— Start SOURCE MATERIAL —

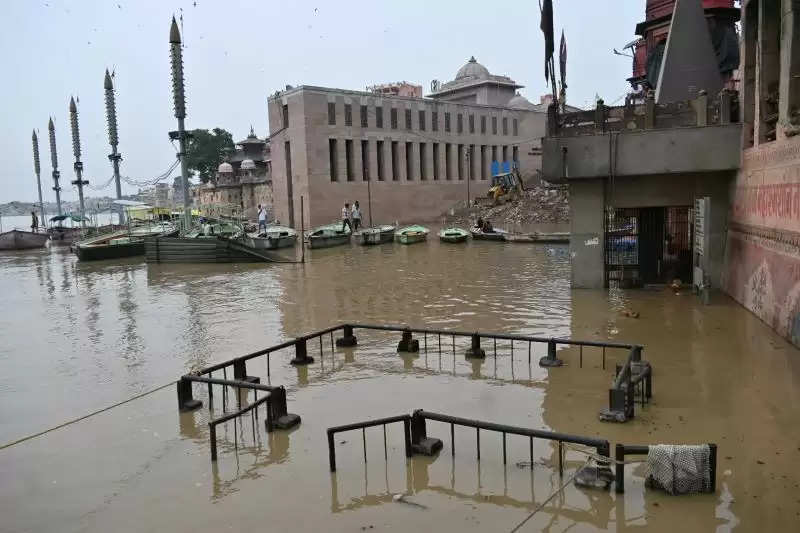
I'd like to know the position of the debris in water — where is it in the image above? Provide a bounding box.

— End SOURCE MATERIAL —
— Start SOURCE MATERIAL —

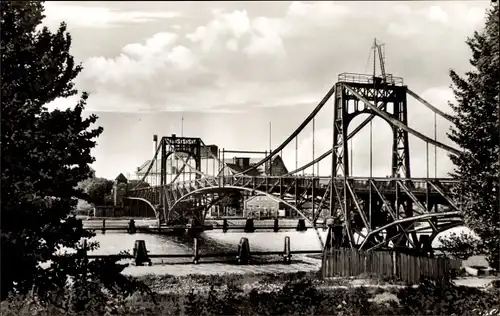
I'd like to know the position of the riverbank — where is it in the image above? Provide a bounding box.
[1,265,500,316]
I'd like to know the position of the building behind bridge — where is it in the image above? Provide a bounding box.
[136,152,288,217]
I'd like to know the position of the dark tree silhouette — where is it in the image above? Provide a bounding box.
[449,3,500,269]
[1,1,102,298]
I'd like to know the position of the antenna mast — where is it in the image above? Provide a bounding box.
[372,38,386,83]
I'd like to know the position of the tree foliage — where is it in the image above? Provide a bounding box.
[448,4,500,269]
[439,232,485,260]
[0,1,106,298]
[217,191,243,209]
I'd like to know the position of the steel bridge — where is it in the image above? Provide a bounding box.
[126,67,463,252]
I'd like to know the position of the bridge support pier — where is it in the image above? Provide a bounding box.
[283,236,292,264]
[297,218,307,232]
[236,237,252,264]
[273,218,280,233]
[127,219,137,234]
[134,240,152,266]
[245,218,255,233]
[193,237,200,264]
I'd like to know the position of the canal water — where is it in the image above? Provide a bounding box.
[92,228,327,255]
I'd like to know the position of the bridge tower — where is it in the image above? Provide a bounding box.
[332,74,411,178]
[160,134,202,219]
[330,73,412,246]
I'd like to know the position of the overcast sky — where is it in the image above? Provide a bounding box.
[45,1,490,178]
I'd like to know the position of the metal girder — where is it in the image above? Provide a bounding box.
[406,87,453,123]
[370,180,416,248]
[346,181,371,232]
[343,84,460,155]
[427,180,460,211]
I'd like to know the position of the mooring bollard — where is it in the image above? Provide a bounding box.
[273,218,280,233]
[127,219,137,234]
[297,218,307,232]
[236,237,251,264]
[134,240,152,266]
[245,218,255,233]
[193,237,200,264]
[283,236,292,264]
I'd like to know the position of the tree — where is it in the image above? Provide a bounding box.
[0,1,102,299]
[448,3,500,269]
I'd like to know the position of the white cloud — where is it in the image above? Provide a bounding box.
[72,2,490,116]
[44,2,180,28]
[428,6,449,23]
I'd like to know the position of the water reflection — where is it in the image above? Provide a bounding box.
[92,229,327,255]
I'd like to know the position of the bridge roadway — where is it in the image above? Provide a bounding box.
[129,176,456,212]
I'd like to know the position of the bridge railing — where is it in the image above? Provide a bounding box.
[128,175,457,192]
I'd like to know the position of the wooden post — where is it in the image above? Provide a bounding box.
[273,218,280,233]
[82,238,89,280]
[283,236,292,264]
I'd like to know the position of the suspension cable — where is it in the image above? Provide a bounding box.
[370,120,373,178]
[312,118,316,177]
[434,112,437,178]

— End SOURCE MATERIAL —
— Start SOURCE MATERIAL —

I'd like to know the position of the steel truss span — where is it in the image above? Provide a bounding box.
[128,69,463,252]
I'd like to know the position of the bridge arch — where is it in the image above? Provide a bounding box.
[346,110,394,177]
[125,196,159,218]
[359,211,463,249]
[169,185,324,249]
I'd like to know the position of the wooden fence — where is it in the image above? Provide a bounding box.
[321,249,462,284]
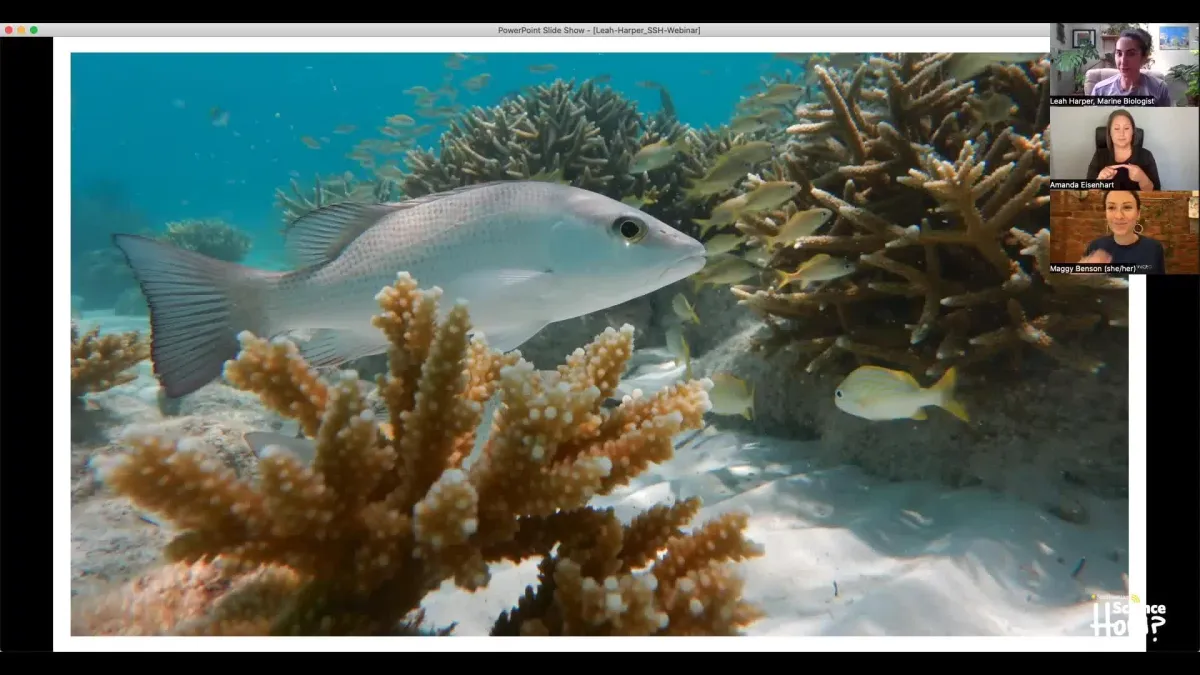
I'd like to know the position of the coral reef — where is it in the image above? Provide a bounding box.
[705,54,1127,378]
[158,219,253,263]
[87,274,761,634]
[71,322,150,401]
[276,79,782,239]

— End SOURCE MATERIAL —

STATED GOAL: Rewrite every line from the line that contains "I'd like to know the position of the bridge railing" through the line that contains "[434,112,437,178]", shifting each bounding box coordinate up by 81 and leaving all other text unchanged.

SOLVED EXERCISE:
I'd like to know the position of the bridge railing — where is it in the image above? Provide a bounding box.
[209,256,538,273]
I'd like to know the position of the wooden post — where is it in the image above? Provide a bounding box.
[354,299,361,314]
[163,319,170,361]
[364,317,373,345]
I'd like to know the position of the suspension cable — where is it in the image above? Provide a bounding box.
[451,201,454,259]
[393,199,397,258]
[515,193,518,259]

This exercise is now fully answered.